## [Task statement]
Reproduce the full text on bevacizumab for glioblastoma word for word, keeping every line in its original order.

## [Text]
__________
Principal investigator of the RTOG 0825 study and a professor of neuro-oncology at the University of Texas MD Anderson Cancer Center, Houston, Mark Gilbert, MD, told Medscape Medical News that the latest study suggesting a survival benefit is "interesting and compelling. The paper is absolutely in line with what many of us feel and what I have already suggested, in that bevacizumab is a useful agent for patients with glioblastoma," he said in an interview. "What they claim is the reason for improved survival was the approval of bevacizumab for second-line or salvage treatment."

With the crossover design of the RTOG 0825 study, it was unclear whether there was a benefit up front, or back end, or both, continued Dr. Gilbert, but the results of this current study would argue that it is probably both.

"However, given the extra toxicity, there is very little reason to use it as a first-line therapy," Dr. Gilbert said.

In his own study, the RTOG 0825, there was no survival difference in the 2 arms, Dr. Gilbert continued. "If there's extra toxicity and there's no difference if you use it earlier rather than later, then why not delay the toxicity until later — unless we can define a patient subpopulation either on the basis of a clinical or biomarker that would tell us if this is a group who would benefit from front-line therapy."

He also noted that when research is drawn from a database, "you see real-world experience" with an agent. A database includes patients who might have been excluded from a clinical trial because of their performance status.

"But these patients are in the database, and they probably didn't get bevacizumab," Dr. Gilbert said. "So if you just imagine the subpopulation in the SEER database who did get bevacizumab, and even with all of the dilution of the impact, there still is a survival effect, and that makes it even more compelling — there is something therapeutic about it."

No Compelling Evidence

However, another expert feels that it is difficult to draw conclusions from these findings. "The SEER data, unfortunately, lack data on treatment, which is a major shortcoming of this manuscript," commented Martin van den Bent, MD, PhD, professor of neuro-oncology at the Daniel Den Hoed Cancer Center, Erasmus University, in Rotterdam, the Netherlands.
__________
## [Material provided]
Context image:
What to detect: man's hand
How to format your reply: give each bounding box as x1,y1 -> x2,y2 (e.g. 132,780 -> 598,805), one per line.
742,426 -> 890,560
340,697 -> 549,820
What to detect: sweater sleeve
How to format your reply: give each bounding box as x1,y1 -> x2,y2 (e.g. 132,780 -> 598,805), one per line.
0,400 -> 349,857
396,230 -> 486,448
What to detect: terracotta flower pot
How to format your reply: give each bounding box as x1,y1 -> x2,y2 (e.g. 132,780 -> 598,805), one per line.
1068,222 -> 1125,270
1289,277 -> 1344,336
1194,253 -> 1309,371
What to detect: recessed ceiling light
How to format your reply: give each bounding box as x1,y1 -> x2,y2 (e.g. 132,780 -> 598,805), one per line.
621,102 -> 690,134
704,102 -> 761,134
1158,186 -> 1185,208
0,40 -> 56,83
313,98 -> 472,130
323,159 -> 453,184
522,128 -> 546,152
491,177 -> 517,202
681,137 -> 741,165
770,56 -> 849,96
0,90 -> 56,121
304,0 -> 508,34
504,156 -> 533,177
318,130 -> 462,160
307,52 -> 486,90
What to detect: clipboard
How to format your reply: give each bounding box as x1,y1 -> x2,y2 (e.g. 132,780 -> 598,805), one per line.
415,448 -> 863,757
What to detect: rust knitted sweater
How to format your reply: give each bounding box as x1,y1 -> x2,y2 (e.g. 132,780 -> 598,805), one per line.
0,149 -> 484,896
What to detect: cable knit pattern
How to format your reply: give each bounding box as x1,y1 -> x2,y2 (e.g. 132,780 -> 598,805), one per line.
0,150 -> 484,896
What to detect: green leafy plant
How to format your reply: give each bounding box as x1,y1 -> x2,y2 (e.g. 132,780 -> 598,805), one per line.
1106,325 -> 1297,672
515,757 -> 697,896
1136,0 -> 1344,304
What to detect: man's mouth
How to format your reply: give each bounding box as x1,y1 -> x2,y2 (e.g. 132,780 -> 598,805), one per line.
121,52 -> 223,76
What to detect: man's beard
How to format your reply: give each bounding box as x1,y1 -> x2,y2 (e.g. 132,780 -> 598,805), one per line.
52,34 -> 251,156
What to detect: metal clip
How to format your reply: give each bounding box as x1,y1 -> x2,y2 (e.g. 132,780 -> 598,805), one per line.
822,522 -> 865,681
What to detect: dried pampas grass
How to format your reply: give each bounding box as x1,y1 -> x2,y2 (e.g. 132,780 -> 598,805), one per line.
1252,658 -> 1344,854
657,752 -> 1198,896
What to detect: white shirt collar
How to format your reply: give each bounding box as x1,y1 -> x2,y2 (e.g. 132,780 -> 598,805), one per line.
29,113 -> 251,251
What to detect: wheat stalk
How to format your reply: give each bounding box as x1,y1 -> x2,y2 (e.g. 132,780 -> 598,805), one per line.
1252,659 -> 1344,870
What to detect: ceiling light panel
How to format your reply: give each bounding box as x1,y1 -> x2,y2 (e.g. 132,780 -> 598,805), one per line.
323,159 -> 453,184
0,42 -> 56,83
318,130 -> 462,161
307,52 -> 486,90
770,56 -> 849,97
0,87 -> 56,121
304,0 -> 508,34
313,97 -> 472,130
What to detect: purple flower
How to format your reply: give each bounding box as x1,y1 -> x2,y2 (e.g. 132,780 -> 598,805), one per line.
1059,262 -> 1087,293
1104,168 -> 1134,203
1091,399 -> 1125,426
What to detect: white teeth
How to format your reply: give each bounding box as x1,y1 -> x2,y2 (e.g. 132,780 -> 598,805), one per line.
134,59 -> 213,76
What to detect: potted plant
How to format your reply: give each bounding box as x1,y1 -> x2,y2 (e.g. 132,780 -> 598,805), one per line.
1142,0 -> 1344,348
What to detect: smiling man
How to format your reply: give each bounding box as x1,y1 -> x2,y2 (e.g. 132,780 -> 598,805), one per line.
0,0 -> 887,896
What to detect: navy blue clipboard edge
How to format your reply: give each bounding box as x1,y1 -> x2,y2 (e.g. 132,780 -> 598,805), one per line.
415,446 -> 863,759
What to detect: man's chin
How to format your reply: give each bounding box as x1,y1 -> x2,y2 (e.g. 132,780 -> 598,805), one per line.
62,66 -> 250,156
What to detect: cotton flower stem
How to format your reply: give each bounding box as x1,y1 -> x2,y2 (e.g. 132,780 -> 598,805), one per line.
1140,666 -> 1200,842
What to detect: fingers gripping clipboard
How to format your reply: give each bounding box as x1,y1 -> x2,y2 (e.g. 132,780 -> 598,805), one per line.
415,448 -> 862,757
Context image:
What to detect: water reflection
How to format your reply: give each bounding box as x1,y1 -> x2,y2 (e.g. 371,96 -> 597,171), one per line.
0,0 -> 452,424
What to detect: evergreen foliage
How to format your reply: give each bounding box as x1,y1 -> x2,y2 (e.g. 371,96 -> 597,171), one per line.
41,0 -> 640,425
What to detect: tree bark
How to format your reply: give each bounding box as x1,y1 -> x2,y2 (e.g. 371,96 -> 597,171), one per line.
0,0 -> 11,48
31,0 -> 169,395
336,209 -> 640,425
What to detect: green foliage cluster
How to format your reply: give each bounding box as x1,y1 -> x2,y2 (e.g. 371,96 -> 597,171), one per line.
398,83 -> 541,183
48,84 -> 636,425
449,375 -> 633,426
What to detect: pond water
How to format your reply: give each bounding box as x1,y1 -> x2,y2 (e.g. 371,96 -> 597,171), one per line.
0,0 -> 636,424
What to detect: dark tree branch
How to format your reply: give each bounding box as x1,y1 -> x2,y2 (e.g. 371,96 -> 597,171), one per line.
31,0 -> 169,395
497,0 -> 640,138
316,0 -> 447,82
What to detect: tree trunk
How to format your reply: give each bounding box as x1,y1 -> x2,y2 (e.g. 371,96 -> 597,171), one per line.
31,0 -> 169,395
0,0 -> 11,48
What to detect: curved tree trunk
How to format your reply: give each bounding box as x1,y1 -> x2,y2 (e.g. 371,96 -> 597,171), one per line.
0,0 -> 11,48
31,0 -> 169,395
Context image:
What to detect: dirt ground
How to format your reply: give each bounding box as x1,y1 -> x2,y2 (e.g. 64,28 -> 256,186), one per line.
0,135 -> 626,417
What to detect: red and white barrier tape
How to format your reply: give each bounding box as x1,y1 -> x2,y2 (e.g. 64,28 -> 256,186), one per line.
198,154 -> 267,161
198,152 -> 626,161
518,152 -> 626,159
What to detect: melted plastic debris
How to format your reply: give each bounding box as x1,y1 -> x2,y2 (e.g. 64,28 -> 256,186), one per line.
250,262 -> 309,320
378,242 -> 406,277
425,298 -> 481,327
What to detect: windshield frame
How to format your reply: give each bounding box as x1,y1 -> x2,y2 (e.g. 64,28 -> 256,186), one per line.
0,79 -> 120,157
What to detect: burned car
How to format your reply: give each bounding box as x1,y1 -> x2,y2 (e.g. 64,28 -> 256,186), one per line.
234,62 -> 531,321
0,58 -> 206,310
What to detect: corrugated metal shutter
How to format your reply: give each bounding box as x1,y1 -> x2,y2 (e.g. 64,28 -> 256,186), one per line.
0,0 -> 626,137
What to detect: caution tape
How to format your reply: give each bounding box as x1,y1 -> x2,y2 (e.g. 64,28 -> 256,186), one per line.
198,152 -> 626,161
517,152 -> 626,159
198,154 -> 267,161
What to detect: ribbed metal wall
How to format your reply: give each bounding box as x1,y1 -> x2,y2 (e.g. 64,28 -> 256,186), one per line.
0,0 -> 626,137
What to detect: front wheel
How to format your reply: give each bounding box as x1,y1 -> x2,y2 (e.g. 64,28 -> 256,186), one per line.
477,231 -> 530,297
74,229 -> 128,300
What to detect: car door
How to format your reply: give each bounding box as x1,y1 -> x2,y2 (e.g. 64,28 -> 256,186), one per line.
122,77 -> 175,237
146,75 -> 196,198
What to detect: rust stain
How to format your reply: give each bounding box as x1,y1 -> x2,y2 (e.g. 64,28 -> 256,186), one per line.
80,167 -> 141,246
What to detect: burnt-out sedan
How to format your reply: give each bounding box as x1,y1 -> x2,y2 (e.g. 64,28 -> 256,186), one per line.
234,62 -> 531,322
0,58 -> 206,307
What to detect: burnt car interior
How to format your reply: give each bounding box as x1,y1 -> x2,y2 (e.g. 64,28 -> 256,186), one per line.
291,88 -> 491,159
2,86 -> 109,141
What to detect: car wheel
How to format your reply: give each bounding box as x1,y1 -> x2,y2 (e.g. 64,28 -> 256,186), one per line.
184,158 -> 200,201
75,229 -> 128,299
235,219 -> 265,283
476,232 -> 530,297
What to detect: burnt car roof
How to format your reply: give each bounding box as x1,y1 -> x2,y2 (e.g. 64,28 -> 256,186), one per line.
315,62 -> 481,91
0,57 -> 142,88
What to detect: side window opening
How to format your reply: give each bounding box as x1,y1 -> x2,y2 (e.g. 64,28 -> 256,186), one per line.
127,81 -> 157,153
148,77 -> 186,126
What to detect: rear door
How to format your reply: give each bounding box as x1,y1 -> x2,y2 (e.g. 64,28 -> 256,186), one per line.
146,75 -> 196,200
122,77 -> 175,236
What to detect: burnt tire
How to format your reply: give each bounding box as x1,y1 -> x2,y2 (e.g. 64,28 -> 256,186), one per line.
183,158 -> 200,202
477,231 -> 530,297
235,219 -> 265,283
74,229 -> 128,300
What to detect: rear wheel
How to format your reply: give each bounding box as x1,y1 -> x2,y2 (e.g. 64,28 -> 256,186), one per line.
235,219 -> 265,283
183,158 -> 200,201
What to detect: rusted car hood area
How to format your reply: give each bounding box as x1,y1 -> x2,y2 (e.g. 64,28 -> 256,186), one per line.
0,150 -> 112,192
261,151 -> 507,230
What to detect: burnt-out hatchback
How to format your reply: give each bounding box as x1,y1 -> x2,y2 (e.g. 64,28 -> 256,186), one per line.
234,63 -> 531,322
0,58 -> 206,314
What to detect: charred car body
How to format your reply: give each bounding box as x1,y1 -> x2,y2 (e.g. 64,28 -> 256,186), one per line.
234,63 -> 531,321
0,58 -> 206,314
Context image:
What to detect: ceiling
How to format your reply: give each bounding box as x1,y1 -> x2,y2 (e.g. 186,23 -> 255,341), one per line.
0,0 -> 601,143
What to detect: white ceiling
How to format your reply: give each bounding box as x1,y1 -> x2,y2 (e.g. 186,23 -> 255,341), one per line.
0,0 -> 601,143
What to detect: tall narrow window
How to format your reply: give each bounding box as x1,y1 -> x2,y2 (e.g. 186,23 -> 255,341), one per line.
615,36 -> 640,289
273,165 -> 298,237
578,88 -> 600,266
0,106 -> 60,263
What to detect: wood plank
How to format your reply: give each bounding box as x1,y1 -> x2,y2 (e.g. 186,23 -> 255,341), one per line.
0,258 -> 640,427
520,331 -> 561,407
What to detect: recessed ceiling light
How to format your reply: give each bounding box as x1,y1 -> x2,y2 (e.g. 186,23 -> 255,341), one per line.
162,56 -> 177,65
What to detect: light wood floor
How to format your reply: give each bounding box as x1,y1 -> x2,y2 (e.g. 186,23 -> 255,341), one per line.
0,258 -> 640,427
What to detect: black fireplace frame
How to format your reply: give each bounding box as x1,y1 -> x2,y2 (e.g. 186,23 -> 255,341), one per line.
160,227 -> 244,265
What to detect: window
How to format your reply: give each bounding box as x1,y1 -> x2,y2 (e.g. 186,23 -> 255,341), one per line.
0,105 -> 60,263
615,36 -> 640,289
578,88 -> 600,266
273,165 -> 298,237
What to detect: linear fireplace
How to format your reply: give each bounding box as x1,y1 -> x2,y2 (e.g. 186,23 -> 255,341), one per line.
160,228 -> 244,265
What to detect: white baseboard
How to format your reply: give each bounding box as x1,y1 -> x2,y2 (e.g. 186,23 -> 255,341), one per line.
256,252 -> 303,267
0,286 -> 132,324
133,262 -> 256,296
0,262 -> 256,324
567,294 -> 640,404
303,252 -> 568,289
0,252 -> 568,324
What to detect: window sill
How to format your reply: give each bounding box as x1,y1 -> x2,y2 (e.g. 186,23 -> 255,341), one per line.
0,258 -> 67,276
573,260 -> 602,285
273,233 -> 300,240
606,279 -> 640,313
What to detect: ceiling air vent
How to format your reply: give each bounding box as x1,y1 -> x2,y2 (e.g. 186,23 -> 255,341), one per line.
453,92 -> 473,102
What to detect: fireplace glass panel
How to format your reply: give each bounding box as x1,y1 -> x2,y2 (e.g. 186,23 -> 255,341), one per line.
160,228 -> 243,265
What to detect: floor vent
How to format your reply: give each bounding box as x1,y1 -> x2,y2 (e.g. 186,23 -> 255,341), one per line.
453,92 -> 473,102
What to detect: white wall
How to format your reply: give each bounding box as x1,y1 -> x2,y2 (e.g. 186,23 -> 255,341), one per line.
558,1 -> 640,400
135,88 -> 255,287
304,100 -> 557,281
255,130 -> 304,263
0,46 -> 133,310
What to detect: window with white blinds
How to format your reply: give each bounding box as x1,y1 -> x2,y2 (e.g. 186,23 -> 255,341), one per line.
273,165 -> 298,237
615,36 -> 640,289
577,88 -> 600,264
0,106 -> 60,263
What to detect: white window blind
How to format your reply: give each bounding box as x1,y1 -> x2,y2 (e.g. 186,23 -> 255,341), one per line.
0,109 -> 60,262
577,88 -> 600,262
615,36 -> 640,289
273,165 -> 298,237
__________
## [Answer box]
Principal investigator of the RTOG 0825 study and a professor of neuro-oncology at the University of Texas MD Anderson Cancer Center, Houston, Mark Gilbert, MD, told Medscape Medical News that the latest study suggesting a survival benefit is "interesting and compelling. The paper is absolutely in line with what many of us feel and what I have already suggested, in that bevacizumab is a useful agent for patients with glioblastoma," he said in an interview. "What they claim is the reason for improved survival was the approval of bevacizumab for second-line or salvage treatment."

With the crossover design of the RTOG 0825 study, it was unclear whether there was a benefit up front, or back end, or both, continued Dr. Gilbert, but the results of this current study would argue that it is probably both.

"However, given the extra toxicity, there is very little reason to use it as a first-line therapy," Dr. Gilbert said.

In his own study, the RTOG 0825, there was no survival difference in the 2 arms, Dr. Gilbert continued. "If there's extra toxicity and there's no difference if you use it earlier rather than later, then why not delay the toxicity until later — unless we can define a patient subpopulation either on the basis of a clinical or biomarker that would tell us if this is a group who would benefit from front-line therapy."

He also noted that when research is drawn from a database, "you see real-world experience" with an agent. A database includes patients who might have been excluded from a clinical trial because of their performance status.

"But these patients are in the database, and they probably didn't get bevacizumab," Dr. Gilbert said. "So if you just imagine the subpopulation in the SEER database who did get bevacizumab, and even with all of the dilution of the impact, there still is a survival effect, and that makes it even more compelling — there is something therapeutic about it."

No Compelling Evidence

However, another expert feels that it is difficult to draw conclusions from these findings. "The SEER data, unfortunately, lack data on treatment, which is a major shortcoming of this manuscript," commented Martin van den Bent, MD, PhD, professor of neuro-oncology at the Daniel Den Hoed Cancer Center, Erasmus University, in Rotterdam, the Netherlands.